Go through the entries below and print, exactly, the lines starting at the one with "Task: point out the hairy" and ending at the one with "[[128, 152], [311, 350], [151, 334], [164, 275]]", keeping both ends and no others.

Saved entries
□ □ □ □ □
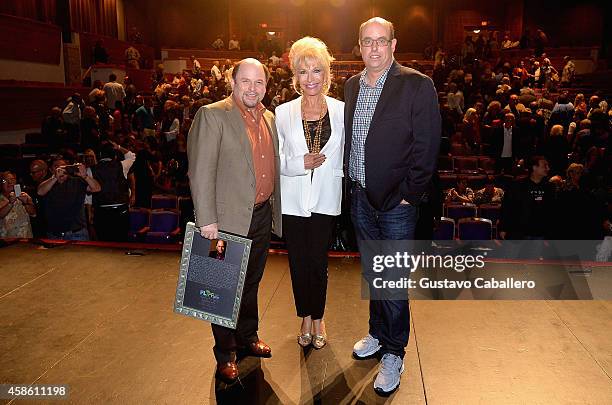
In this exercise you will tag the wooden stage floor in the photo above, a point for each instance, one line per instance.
(103, 323)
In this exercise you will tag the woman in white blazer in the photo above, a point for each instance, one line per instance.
(311, 146)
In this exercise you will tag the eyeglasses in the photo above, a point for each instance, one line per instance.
(368, 42)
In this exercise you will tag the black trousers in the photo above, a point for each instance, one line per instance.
(228, 341)
(112, 223)
(307, 241)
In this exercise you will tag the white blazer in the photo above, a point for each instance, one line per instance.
(301, 194)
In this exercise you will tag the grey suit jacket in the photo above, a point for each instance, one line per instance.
(221, 172)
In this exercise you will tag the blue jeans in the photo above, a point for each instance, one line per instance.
(389, 319)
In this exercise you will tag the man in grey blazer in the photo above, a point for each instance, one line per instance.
(234, 173)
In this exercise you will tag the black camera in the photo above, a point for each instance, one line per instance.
(71, 170)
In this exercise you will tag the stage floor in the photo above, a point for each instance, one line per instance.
(103, 323)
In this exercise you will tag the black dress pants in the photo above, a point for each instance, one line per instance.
(228, 341)
(307, 241)
(112, 224)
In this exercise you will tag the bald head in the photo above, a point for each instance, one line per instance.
(250, 61)
(249, 79)
(381, 21)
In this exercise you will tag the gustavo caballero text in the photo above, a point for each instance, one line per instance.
(480, 282)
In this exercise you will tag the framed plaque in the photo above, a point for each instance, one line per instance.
(211, 277)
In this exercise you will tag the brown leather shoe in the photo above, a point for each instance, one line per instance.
(260, 349)
(228, 372)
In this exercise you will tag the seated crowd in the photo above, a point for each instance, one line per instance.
(521, 117)
(118, 146)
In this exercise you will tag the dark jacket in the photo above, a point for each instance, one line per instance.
(404, 138)
(497, 142)
(527, 209)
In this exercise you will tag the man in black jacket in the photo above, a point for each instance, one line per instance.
(527, 205)
(393, 130)
(111, 204)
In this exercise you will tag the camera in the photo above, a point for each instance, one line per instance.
(71, 170)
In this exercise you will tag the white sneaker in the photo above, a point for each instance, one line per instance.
(366, 347)
(388, 377)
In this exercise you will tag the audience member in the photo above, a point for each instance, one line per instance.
(16, 208)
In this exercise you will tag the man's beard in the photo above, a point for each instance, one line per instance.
(250, 103)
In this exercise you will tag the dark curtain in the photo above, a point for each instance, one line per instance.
(94, 16)
(39, 10)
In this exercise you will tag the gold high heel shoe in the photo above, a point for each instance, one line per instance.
(319, 341)
(304, 339)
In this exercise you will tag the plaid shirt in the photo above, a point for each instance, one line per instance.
(364, 111)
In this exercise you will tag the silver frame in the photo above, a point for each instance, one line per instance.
(182, 280)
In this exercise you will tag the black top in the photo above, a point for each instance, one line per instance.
(64, 206)
(325, 130)
(401, 150)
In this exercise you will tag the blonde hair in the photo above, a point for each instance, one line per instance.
(556, 130)
(574, 168)
(469, 113)
(315, 50)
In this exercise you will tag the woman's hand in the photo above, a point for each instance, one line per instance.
(25, 199)
(313, 160)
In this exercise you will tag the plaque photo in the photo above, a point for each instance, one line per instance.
(211, 277)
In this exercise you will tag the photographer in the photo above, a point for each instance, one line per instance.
(111, 204)
(16, 208)
(64, 203)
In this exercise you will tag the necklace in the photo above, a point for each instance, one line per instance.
(314, 142)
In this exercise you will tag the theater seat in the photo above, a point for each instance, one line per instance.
(163, 201)
(34, 149)
(459, 211)
(10, 150)
(163, 228)
(486, 165)
(35, 138)
(139, 223)
(445, 164)
(445, 229)
(490, 211)
(466, 164)
(447, 181)
(475, 229)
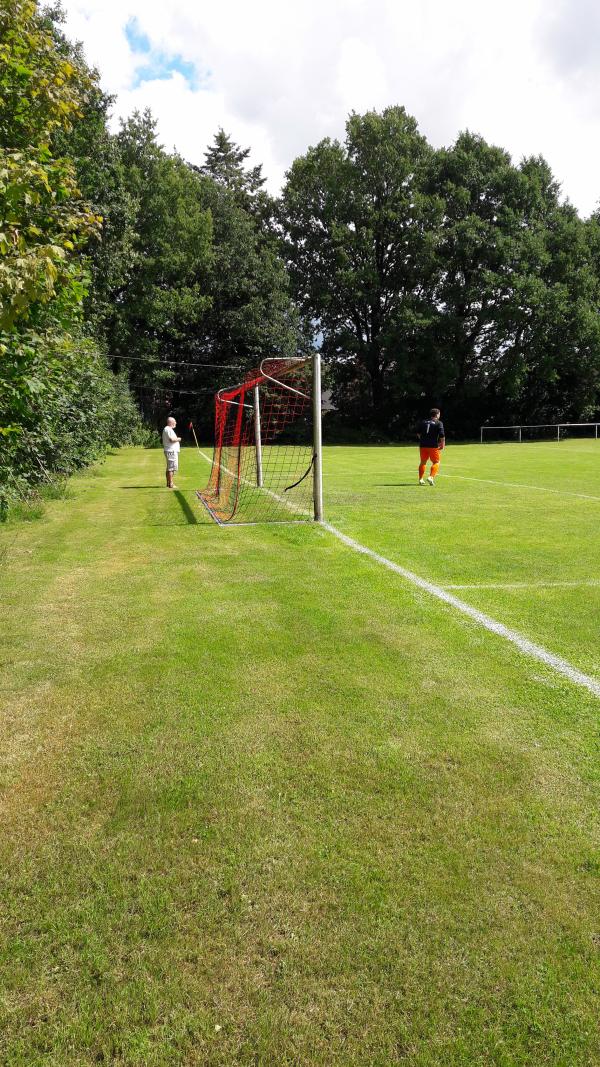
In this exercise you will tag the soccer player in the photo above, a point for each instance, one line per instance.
(171, 446)
(431, 440)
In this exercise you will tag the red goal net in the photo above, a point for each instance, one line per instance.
(263, 458)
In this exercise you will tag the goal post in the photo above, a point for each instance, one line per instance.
(267, 463)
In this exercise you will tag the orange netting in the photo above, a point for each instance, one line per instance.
(263, 447)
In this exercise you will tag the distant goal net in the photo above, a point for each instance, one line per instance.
(542, 431)
(267, 459)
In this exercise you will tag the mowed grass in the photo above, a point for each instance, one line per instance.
(265, 802)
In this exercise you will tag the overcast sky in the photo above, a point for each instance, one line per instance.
(279, 75)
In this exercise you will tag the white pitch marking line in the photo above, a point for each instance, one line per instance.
(518, 484)
(288, 504)
(526, 585)
(524, 646)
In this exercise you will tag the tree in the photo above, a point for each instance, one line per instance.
(224, 162)
(58, 399)
(360, 240)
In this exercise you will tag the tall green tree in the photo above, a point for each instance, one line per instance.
(58, 398)
(360, 240)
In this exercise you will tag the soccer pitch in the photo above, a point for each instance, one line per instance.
(266, 801)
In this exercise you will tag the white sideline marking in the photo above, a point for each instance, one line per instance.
(589, 584)
(518, 484)
(524, 646)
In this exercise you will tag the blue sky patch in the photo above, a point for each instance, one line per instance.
(159, 65)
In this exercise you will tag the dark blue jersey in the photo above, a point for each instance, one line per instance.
(430, 432)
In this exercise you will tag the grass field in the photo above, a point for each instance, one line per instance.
(265, 802)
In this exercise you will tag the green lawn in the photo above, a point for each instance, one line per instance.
(264, 802)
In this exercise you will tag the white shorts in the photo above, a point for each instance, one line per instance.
(172, 458)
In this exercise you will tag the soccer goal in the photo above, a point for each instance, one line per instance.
(267, 459)
(543, 431)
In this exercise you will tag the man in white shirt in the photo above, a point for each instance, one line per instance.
(171, 445)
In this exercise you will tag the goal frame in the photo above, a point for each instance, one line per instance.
(253, 394)
(538, 426)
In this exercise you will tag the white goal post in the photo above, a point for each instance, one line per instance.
(556, 428)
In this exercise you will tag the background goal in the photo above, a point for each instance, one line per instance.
(267, 459)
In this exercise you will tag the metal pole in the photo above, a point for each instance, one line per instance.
(317, 440)
(257, 440)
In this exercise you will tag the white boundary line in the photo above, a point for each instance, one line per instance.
(518, 484)
(589, 584)
(524, 646)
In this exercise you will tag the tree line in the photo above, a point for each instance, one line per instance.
(133, 284)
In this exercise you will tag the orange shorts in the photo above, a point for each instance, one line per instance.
(430, 454)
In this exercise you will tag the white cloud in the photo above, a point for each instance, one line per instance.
(279, 76)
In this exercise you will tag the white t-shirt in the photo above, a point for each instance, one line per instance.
(170, 440)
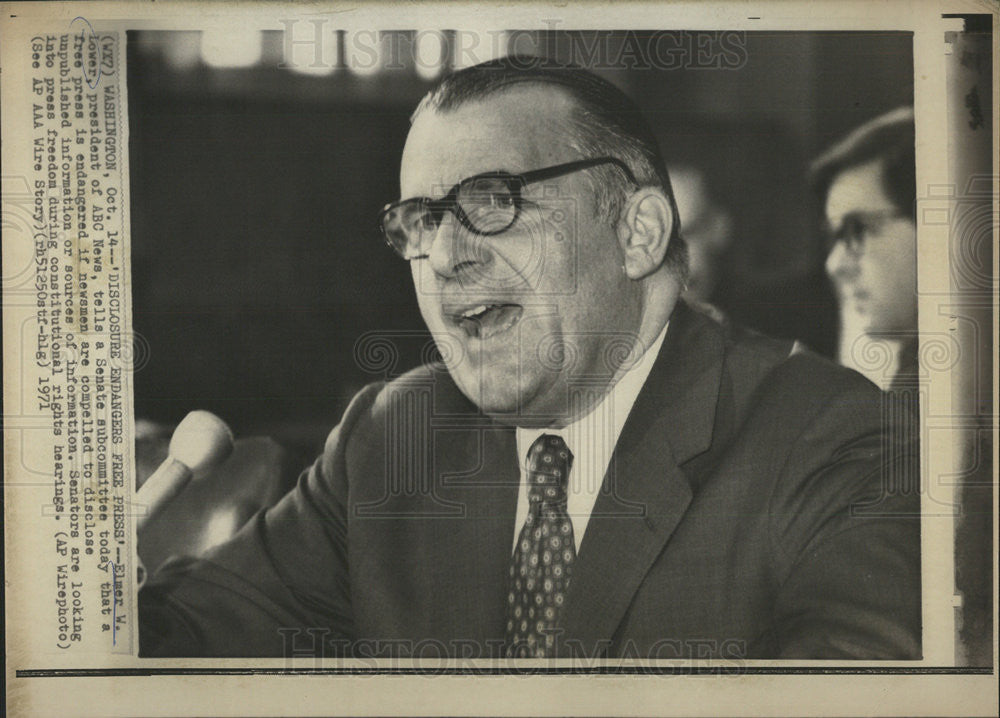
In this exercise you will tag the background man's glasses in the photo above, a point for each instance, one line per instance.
(486, 204)
(856, 227)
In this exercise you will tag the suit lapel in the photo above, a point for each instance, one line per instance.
(645, 493)
(476, 472)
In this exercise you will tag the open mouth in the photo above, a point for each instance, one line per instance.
(482, 321)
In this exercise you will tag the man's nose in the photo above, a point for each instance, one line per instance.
(841, 265)
(456, 251)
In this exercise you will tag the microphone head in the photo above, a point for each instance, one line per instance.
(201, 441)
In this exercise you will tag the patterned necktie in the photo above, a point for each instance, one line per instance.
(543, 558)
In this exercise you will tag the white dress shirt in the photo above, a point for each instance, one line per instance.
(592, 440)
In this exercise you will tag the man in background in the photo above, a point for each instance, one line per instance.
(866, 183)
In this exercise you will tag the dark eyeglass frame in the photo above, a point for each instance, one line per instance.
(855, 226)
(515, 184)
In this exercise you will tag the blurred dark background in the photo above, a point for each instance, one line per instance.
(256, 266)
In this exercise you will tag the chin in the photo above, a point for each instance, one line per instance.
(499, 396)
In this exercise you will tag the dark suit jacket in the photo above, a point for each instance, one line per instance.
(746, 513)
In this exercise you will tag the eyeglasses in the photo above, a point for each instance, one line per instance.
(485, 204)
(856, 227)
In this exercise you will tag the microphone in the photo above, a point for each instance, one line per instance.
(201, 441)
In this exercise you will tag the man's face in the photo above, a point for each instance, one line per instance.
(521, 314)
(876, 271)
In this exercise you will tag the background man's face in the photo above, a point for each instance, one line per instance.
(552, 287)
(879, 279)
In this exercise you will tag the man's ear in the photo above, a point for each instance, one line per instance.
(644, 231)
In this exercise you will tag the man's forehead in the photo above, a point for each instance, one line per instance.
(856, 189)
(514, 130)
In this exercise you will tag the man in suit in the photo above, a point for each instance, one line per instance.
(867, 184)
(595, 469)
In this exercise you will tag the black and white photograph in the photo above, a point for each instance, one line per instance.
(533, 348)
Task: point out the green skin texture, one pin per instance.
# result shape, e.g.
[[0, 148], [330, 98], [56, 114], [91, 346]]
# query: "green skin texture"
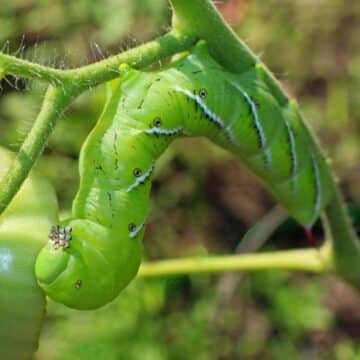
[[145, 112], [22, 228]]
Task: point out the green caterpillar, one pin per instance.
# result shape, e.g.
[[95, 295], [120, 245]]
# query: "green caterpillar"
[[22, 302], [145, 112]]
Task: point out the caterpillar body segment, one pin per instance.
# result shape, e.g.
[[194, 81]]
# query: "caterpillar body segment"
[[192, 96]]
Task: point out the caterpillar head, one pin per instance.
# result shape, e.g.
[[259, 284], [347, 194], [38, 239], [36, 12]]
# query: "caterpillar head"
[[85, 265]]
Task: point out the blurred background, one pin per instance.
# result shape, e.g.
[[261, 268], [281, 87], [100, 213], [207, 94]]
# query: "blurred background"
[[203, 200]]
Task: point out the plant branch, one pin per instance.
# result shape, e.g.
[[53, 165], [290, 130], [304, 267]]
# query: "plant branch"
[[91, 75], [67, 84], [53, 105], [200, 18], [304, 260]]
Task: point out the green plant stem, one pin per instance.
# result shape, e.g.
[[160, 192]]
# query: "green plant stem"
[[200, 18], [66, 85], [304, 260], [54, 103], [91, 75]]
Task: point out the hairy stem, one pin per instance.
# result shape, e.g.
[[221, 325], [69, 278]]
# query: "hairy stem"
[[54, 103], [65, 86], [91, 75], [304, 260]]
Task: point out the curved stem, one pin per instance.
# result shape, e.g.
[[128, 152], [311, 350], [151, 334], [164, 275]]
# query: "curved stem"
[[104, 70], [304, 260], [200, 17]]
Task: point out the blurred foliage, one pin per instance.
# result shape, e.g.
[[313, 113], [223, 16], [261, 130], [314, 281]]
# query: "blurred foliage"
[[203, 200]]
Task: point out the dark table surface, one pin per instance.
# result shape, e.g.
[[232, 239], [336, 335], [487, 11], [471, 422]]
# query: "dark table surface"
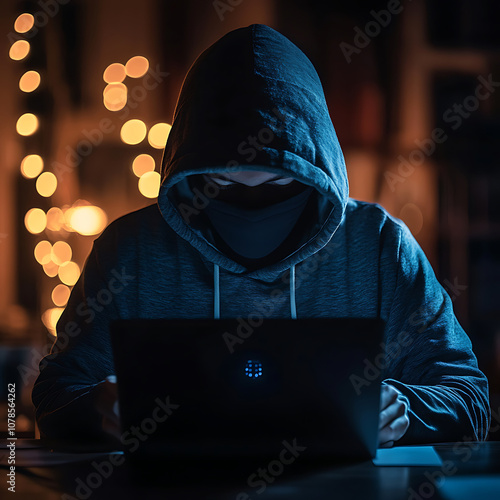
□ □ □ □ □
YOUR SOLUTION =>
Task: point out the hairy stem, one pin per instance.
# result shape, e.g.
[[221, 325], [69, 278]]
# query: "hairy stem"
[[54, 103], [65, 86], [91, 75], [304, 260]]
Task: point out the curved stem, one pin per instance.
# result shape, e.g.
[[128, 152], [311, 350], [151, 334], [164, 275]]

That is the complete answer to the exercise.